* [MATERIAL]
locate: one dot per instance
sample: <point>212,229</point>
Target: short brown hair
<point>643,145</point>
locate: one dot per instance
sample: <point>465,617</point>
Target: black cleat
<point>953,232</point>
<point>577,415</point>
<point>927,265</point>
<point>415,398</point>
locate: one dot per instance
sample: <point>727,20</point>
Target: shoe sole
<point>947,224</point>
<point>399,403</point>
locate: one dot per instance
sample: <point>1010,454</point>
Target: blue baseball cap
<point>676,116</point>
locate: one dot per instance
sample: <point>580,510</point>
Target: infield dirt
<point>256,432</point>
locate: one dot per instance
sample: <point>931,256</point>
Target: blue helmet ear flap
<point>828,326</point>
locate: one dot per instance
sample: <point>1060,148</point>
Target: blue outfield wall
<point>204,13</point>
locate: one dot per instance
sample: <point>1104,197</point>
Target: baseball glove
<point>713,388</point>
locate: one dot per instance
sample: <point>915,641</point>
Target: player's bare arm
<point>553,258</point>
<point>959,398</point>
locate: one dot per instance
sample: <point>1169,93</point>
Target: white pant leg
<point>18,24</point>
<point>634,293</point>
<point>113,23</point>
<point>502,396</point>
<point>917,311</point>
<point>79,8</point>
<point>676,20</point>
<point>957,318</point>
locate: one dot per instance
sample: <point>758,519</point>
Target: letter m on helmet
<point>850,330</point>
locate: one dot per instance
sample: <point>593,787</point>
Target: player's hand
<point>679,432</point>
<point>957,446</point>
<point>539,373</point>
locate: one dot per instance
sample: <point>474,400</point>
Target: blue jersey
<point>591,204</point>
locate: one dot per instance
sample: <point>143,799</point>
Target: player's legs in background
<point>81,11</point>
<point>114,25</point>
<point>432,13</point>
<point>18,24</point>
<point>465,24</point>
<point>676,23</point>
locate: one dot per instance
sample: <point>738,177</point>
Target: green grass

* [WHAT YOU ARE ASKED TO DO] Rewrite the records from the start through the line that contains "<point>591,204</point>", changing every "sample" to "reference" and leaving the rest as it is.

* [RESPONSE FOR THIS EXERCISE]
locate: one dot per instance
reference: <point>212,229</point>
Target: short brown hair
<point>643,145</point>
locate: one dot per instance
reference: <point>465,617</point>
Target: black cleat
<point>953,232</point>
<point>577,415</point>
<point>927,265</point>
<point>415,398</point>
locate: one dot per instance
reference: <point>727,20</point>
Target: shoe sole
<point>947,224</point>
<point>399,403</point>
locate: one dot per instance
reference: <point>1010,454</point>
Target: blue baseball cap
<point>676,116</point>
locate: one dot per instance
reference: <point>580,510</point>
Target: infield dirt
<point>256,432</point>
locate: one dot per instance
reference: <point>931,256</point>
Target: blue helmet ear flap
<point>828,326</point>
locate: one dot per instance
reference: <point>1060,148</point>
Target: blue outfield wall
<point>204,13</point>
locate: one dot per instance
reference: <point>1104,197</point>
Target: baseball glove
<point>713,388</point>
locate: one dot per instance
reference: <point>915,641</point>
Target: player's bare arm
<point>553,258</point>
<point>959,398</point>
locate: one dot per instance
reference: <point>1169,93</point>
Target: white pant leg
<point>18,24</point>
<point>634,293</point>
<point>113,23</point>
<point>502,396</point>
<point>917,311</point>
<point>79,8</point>
<point>676,20</point>
<point>957,318</point>
locate: one dot per instance
reference: <point>758,519</point>
Target: letter m on helmet
<point>850,330</point>
locate: one dot per instance
reference: <point>593,787</point>
Target: player's hand
<point>679,432</point>
<point>957,446</point>
<point>539,373</point>
locate: one dot per instance
reference: <point>474,400</point>
Target: blue jersey
<point>591,204</point>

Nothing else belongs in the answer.